Please copy every line of the data in which the string "plant" appears.

» Extracted records:
%%

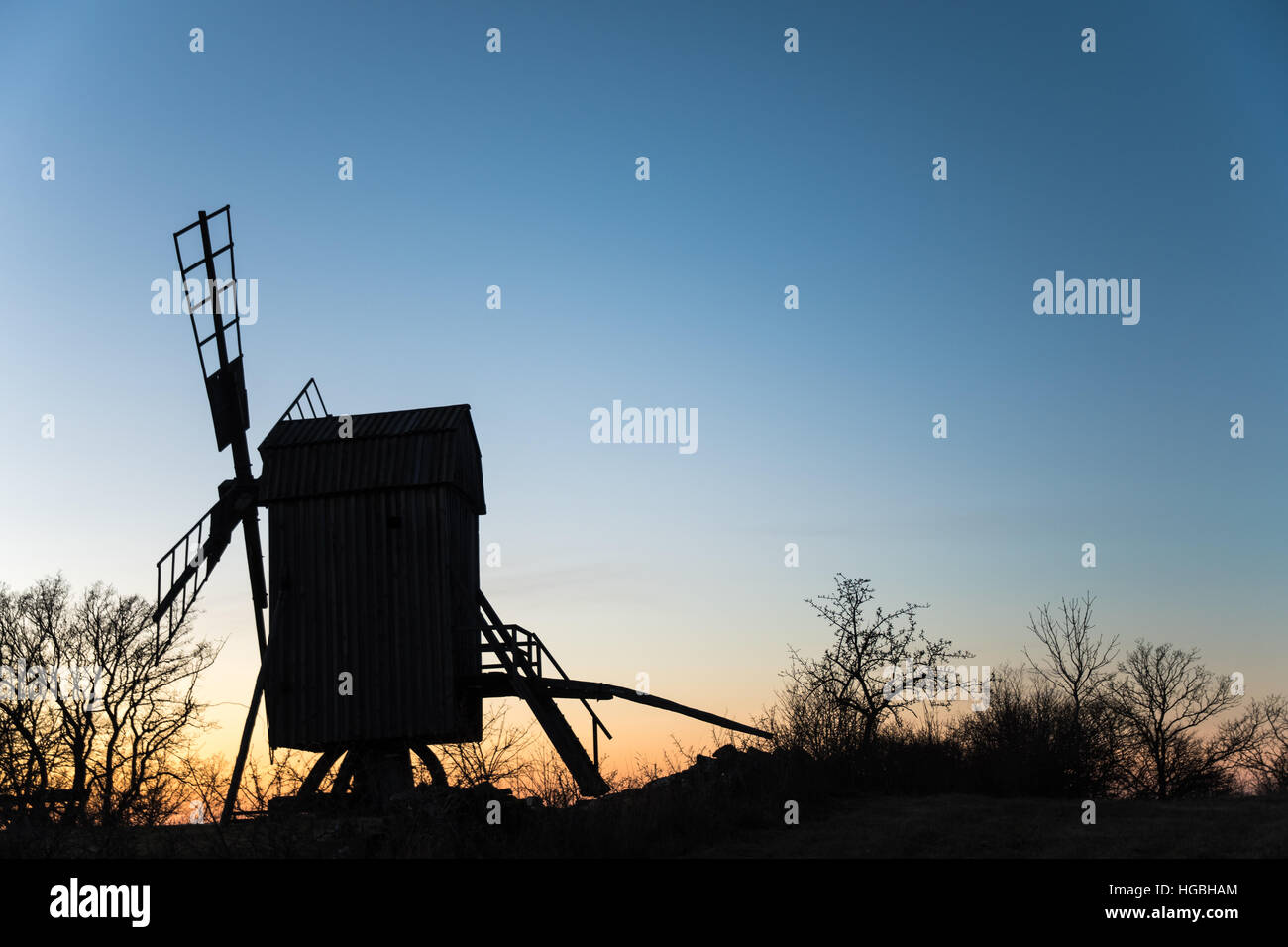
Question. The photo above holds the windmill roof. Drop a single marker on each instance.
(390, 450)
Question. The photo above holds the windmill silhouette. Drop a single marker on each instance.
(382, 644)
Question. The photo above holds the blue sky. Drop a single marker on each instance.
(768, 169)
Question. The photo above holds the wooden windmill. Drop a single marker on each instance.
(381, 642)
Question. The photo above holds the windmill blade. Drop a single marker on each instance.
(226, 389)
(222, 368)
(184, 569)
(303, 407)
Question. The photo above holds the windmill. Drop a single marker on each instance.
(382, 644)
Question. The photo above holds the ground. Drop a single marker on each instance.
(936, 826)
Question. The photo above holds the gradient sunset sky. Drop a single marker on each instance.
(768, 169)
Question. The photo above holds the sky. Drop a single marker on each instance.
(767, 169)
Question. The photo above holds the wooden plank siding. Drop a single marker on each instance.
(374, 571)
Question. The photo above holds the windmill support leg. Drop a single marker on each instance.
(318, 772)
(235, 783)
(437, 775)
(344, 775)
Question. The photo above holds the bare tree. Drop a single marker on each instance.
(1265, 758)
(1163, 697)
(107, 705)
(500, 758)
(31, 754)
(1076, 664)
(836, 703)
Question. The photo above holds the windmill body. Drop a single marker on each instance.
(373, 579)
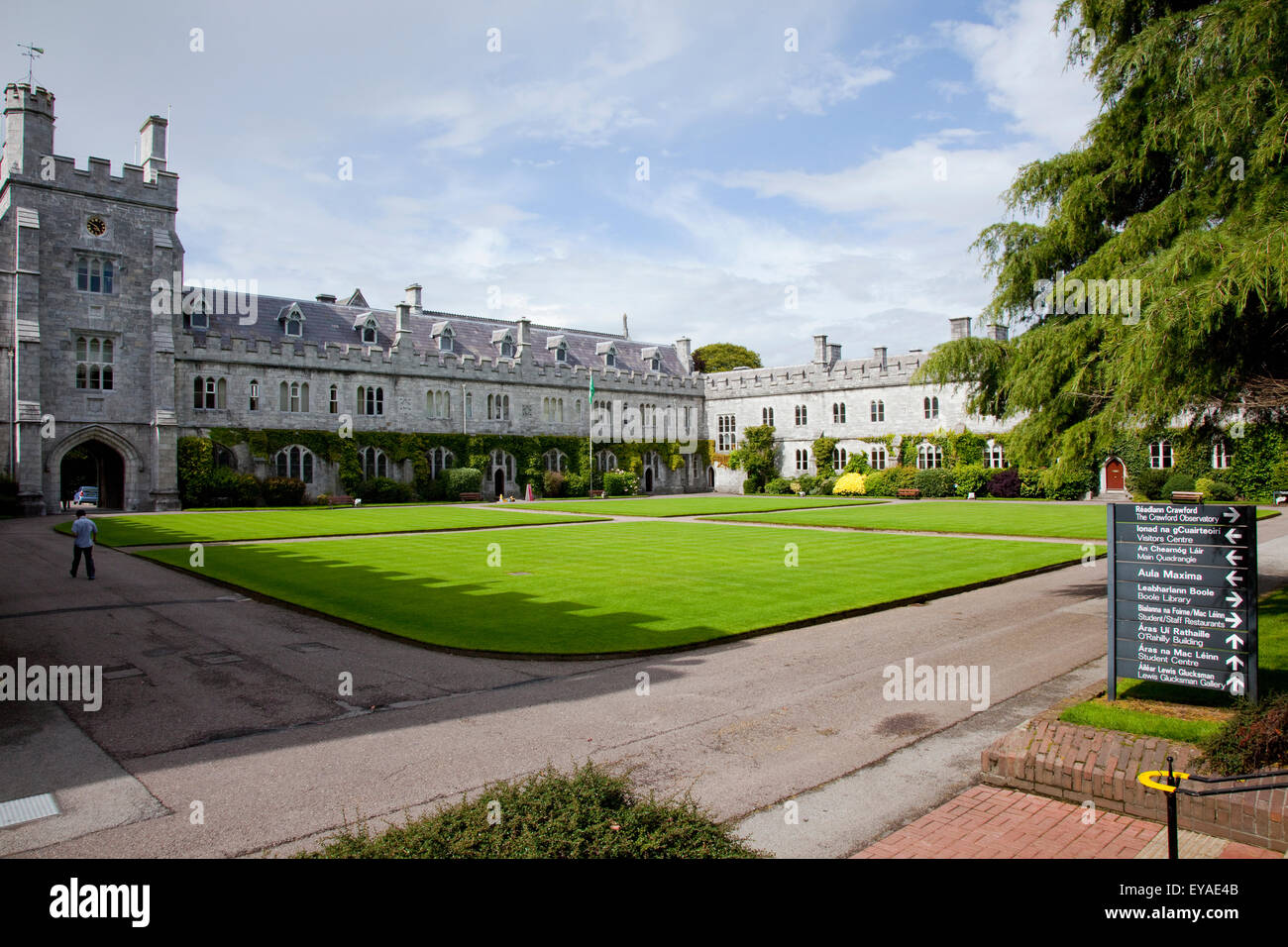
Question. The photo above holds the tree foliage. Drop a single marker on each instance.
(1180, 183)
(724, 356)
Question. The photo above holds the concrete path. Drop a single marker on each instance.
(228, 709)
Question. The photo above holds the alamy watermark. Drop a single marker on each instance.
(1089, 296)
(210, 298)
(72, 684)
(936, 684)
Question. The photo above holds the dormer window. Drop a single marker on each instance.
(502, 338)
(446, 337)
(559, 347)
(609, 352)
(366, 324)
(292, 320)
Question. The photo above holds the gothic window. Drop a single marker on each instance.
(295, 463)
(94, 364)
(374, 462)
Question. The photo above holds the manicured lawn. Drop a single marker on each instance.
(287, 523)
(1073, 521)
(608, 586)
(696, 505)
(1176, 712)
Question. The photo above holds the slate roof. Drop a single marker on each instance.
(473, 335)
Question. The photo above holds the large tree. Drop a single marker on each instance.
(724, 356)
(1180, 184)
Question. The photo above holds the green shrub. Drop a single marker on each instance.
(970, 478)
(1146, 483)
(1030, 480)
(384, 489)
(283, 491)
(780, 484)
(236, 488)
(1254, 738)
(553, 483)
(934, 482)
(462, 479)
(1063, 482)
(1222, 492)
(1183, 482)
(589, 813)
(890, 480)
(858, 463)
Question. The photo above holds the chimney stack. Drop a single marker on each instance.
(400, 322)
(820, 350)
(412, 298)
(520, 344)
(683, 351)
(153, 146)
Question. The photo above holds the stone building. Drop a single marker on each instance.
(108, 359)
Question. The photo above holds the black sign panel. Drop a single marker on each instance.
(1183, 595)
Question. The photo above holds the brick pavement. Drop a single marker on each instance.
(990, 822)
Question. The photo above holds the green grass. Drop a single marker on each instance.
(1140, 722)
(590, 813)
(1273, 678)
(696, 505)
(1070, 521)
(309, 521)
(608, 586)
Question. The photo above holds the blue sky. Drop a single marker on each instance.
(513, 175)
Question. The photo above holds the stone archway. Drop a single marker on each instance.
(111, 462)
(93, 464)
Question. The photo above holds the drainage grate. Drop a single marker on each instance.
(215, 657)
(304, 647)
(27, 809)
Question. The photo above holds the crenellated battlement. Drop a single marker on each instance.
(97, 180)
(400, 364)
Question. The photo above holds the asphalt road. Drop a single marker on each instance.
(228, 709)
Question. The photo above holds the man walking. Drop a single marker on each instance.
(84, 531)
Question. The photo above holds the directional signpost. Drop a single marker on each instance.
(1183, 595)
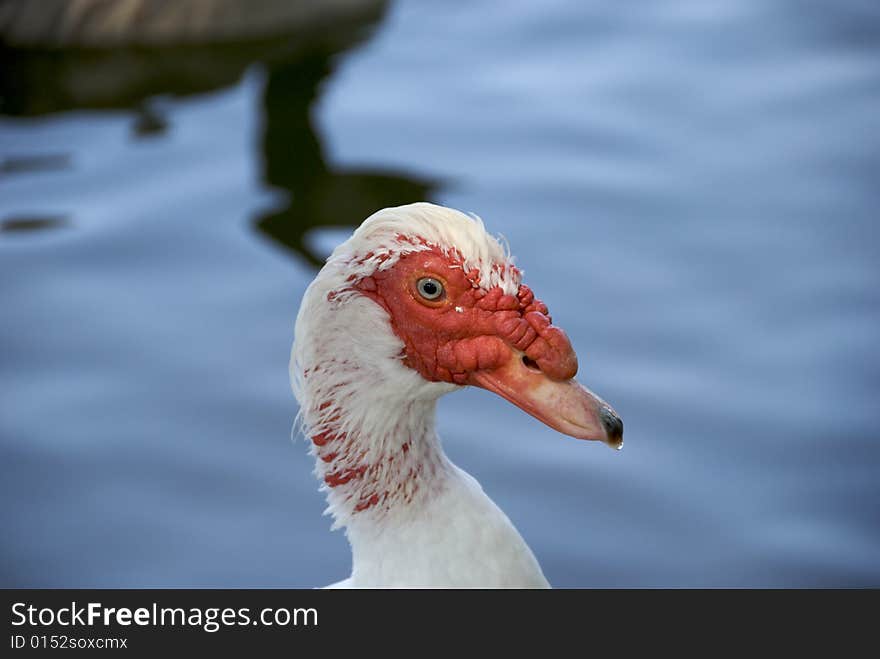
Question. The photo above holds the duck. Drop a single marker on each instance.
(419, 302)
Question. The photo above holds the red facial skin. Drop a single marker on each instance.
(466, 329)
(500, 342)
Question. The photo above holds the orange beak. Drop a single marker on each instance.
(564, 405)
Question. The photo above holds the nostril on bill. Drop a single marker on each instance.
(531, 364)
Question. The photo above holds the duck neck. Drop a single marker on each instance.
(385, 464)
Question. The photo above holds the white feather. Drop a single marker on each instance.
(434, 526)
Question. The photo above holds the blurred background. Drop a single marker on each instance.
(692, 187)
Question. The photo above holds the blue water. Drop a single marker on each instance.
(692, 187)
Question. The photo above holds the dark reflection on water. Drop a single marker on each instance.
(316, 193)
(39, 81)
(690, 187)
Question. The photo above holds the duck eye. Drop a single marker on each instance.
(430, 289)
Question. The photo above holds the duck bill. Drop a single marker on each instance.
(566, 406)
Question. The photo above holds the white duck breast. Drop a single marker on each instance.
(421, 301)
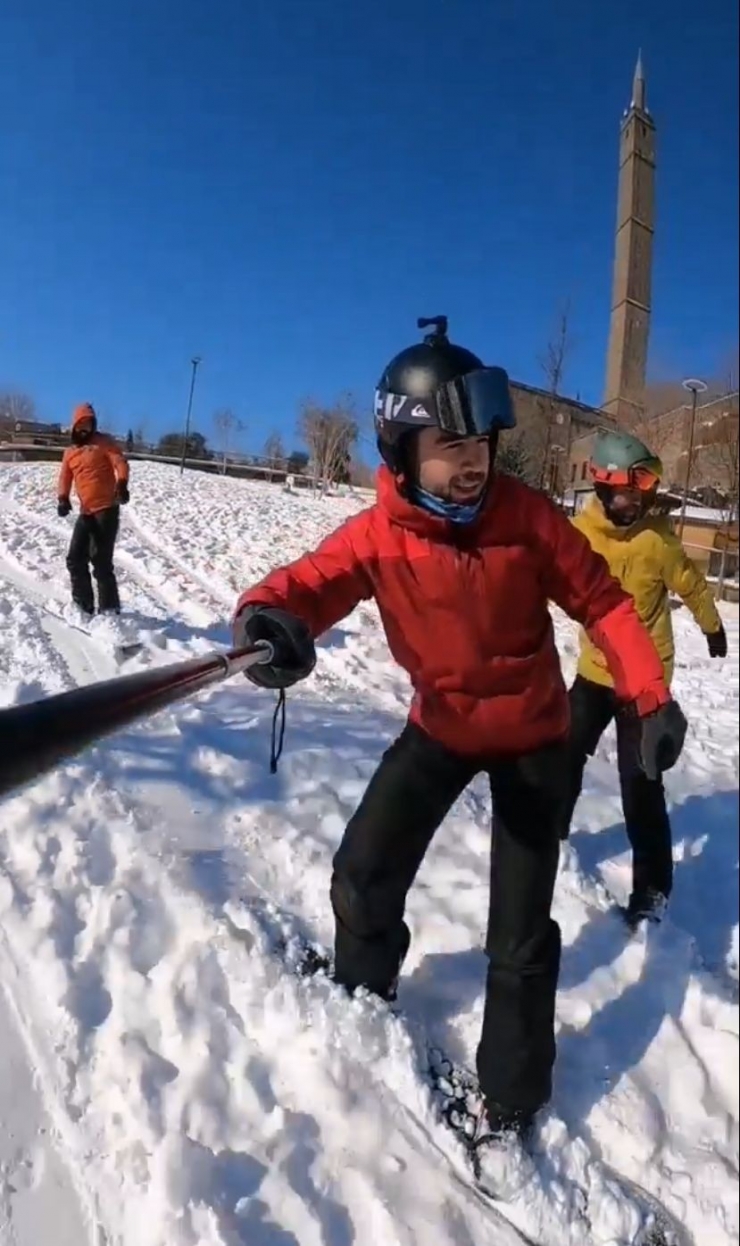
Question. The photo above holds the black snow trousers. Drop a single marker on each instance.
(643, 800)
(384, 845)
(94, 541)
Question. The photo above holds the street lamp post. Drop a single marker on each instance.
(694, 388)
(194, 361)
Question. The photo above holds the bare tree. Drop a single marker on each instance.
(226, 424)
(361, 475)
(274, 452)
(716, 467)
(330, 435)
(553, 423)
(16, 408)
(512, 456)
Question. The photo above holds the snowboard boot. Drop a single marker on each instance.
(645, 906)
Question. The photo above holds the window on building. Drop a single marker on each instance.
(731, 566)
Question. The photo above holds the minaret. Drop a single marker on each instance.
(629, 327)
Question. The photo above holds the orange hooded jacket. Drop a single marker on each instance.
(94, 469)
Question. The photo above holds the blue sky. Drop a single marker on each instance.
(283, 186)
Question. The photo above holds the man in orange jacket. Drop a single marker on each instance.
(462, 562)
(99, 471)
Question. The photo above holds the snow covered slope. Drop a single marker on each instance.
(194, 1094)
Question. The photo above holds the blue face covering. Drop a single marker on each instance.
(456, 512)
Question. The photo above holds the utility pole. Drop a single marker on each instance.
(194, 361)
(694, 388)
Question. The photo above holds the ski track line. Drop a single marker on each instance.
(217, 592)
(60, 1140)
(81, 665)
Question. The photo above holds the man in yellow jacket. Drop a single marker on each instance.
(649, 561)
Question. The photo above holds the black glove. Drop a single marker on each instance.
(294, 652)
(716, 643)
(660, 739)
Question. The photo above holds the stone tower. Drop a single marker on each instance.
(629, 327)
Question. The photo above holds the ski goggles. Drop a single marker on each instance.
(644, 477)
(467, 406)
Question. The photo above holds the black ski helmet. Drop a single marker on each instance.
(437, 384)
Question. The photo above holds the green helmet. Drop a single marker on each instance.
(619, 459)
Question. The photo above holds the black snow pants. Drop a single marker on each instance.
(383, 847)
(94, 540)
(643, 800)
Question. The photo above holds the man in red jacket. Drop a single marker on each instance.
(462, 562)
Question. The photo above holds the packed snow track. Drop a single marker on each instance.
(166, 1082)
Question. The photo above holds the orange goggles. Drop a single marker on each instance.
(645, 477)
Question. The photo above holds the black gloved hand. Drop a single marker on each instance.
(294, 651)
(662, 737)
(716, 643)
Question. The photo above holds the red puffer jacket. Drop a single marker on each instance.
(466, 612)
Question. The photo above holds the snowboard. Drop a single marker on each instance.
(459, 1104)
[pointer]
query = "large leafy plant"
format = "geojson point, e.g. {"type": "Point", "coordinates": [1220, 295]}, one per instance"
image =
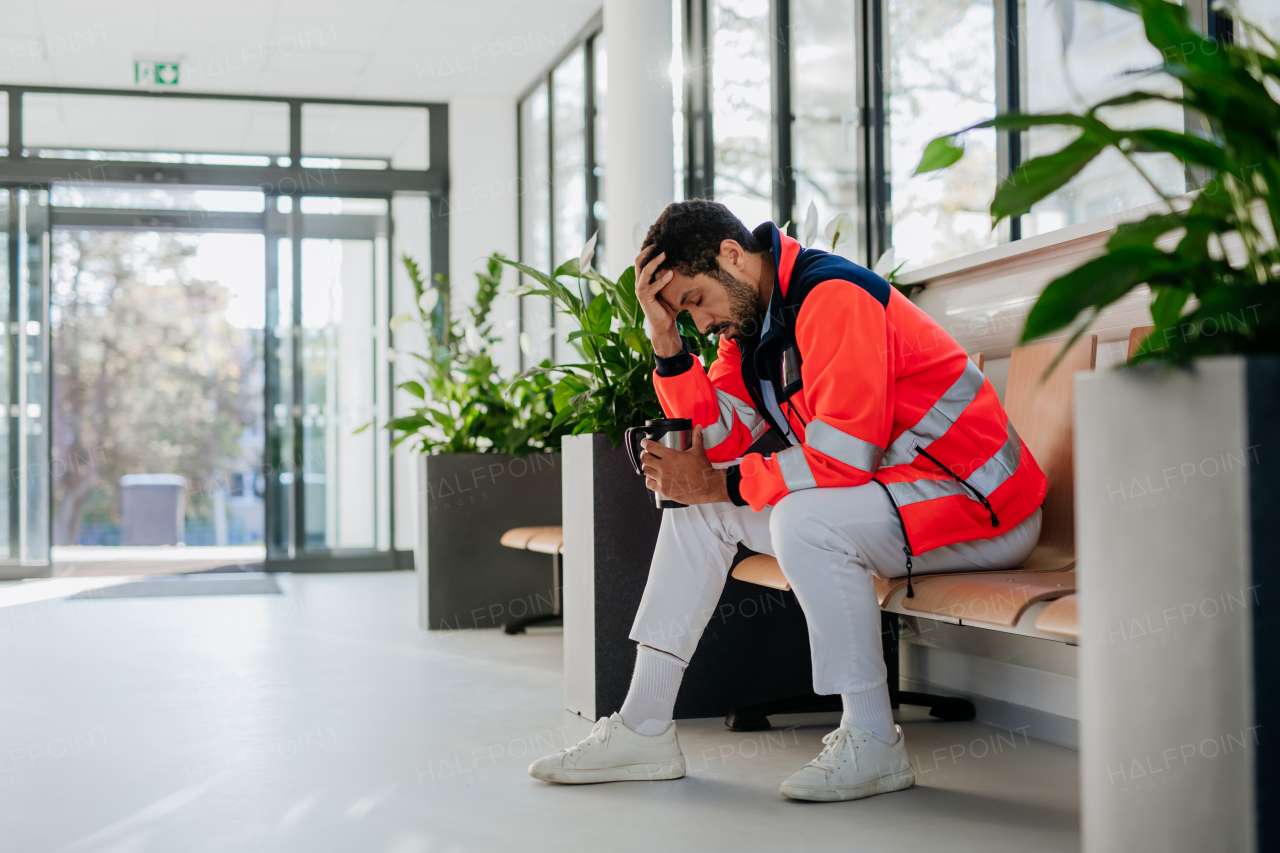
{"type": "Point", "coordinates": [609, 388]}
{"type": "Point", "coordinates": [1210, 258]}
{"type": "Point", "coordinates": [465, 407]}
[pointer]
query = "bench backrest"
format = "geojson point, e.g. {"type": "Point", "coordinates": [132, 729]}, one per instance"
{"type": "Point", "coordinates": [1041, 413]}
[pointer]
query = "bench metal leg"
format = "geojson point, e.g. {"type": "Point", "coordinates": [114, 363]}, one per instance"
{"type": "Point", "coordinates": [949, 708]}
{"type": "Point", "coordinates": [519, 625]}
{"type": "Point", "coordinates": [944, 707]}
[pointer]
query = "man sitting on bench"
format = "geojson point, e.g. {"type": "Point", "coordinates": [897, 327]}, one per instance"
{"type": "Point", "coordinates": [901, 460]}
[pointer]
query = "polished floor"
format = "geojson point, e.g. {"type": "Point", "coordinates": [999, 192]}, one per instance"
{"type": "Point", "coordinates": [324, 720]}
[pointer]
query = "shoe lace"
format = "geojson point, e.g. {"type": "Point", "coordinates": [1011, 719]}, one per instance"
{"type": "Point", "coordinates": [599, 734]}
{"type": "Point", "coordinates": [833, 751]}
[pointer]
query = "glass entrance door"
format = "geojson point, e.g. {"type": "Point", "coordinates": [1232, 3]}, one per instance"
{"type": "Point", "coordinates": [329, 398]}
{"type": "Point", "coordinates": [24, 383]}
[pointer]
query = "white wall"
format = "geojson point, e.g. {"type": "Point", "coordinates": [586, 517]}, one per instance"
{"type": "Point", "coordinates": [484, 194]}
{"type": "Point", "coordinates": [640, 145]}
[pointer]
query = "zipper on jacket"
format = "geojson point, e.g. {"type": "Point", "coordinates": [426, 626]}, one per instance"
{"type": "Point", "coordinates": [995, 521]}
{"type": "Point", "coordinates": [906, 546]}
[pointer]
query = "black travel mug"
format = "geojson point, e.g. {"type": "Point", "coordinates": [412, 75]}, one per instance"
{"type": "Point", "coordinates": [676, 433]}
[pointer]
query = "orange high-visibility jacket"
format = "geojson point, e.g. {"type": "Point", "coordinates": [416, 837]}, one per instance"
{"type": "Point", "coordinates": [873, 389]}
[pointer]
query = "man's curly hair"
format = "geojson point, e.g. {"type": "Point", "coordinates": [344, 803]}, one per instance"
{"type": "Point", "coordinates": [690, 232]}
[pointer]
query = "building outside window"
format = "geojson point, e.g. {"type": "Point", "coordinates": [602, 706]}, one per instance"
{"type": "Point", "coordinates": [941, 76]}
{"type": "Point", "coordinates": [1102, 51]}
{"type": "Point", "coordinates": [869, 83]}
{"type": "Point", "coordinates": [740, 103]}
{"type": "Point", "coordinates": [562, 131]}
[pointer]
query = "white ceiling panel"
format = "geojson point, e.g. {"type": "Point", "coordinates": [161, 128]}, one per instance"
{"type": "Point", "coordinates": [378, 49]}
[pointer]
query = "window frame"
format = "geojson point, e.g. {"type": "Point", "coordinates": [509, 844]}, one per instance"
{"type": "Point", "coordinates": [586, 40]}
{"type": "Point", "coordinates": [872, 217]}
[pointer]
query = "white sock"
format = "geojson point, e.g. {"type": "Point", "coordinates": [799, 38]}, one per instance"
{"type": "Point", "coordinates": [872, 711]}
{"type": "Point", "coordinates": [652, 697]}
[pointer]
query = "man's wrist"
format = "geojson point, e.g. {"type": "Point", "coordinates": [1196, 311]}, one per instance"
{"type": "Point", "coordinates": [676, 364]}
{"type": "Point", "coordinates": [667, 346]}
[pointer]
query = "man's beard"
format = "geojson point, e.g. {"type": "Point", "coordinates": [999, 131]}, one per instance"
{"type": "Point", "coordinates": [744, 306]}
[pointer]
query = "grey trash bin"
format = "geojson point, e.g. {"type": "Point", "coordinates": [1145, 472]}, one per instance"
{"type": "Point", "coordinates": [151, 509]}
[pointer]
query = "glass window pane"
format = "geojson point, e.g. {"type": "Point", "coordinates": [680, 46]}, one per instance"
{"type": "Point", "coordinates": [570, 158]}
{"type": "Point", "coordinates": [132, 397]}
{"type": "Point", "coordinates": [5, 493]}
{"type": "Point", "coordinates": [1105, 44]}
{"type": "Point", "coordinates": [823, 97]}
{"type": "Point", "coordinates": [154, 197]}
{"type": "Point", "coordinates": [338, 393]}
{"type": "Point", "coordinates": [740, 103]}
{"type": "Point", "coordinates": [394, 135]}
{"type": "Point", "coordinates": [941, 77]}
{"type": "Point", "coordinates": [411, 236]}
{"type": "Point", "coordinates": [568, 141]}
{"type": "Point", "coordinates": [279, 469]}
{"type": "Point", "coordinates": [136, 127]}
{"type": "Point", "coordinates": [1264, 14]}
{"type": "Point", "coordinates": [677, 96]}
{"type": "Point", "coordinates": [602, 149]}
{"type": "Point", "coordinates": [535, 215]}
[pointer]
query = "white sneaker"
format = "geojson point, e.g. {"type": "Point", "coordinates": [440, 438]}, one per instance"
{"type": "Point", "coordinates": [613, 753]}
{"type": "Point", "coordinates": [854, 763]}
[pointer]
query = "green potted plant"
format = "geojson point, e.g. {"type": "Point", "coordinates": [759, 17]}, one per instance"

%%

» Task response:
query = "large leafy plant"
query = "green potted plant"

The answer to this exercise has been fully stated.